DOCUMENT PASSAGE —
>>>>>

Don't get me wrong, I'd like the opportunity to turn off Gator distribution (and I believe they will eventually have to offer such as service), but as long as the traffic is converting, my clients are a happy.

Emancipator
24-02-2004, 18:27/06:27PM
I never tell my clients what to do when it comes to PPC. I let them make their decision based on a more expert opinion. My forte is code and webdev, seo is but a hobby that I happen to do well at.

I totally agree with your sentiments.

medkraft
24-02-2004, 22:17/10:17PM
Seo is but a hobby that I happen to do well at.

Sounds like a business opportunity to me.

Cheers... Tom

Dez
25-07-2004, 23:21/11:21PM
Kal,

interestingly enough I'd say it's already happened, Google might have had an interesting search engine technology ( software more than anything - but FAST and their ASIC based search beat that hands down ), but the fact remains that Overture have always been the smarter company when it comes to business development and capacity to sell.

Try dealing with Google and Overture to buy an actual ad campaign, not just one pissy little US$100 ad run, but thousands, or in one recent project of mine, hundreds of thousands, and then see the difference.

<<<<<

DATASET CONTENT —
>>>>>

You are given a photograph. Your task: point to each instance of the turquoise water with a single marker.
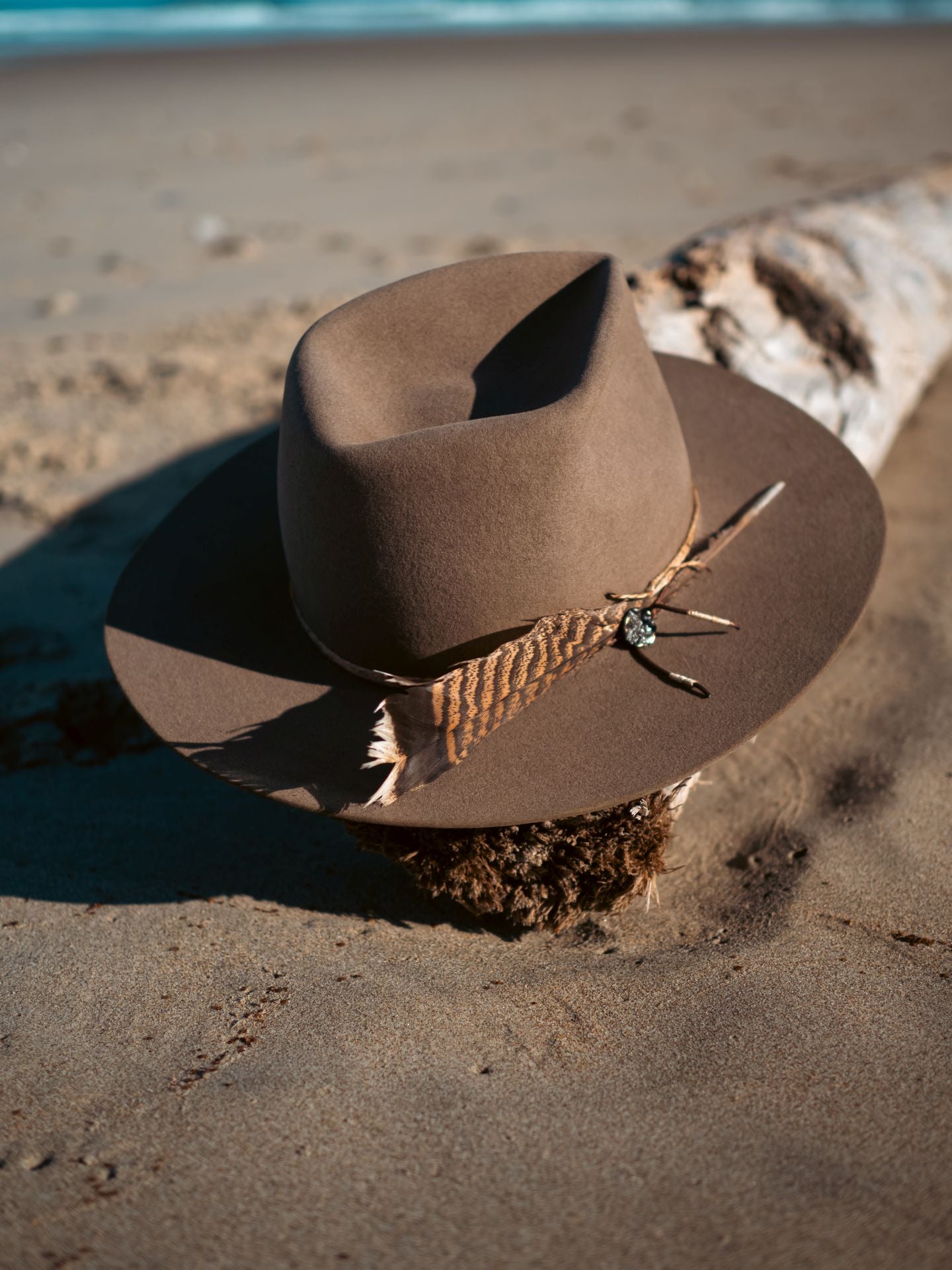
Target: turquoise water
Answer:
(32, 26)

<<<<<

EXERCISE SET —
#1 Answer these questions from the forum thread:
(a) What does Emancipator name as his forte?
(b) What does medkraft say the hobby "sounds like"?
(c) Which company does Dez say has always been the smarter one at business development and capacity to sell?
#2 Reproduce word for word the part of the forum thread that opens with the words containing "I totally agree" and closes with "opportunity to me.".
The material has no connection to the forum thread.

WRITTEN ANSWERS —
#1
(a) Code and webdev.
(b) A business opportunity.
(c) Overture.

#2
I totally agree with your sentiments.

medkraft
24-02-2004, 22:17/10:17PM
Seo is but a hobby that I happen to do well at.

Sounds like a business opportunity to me.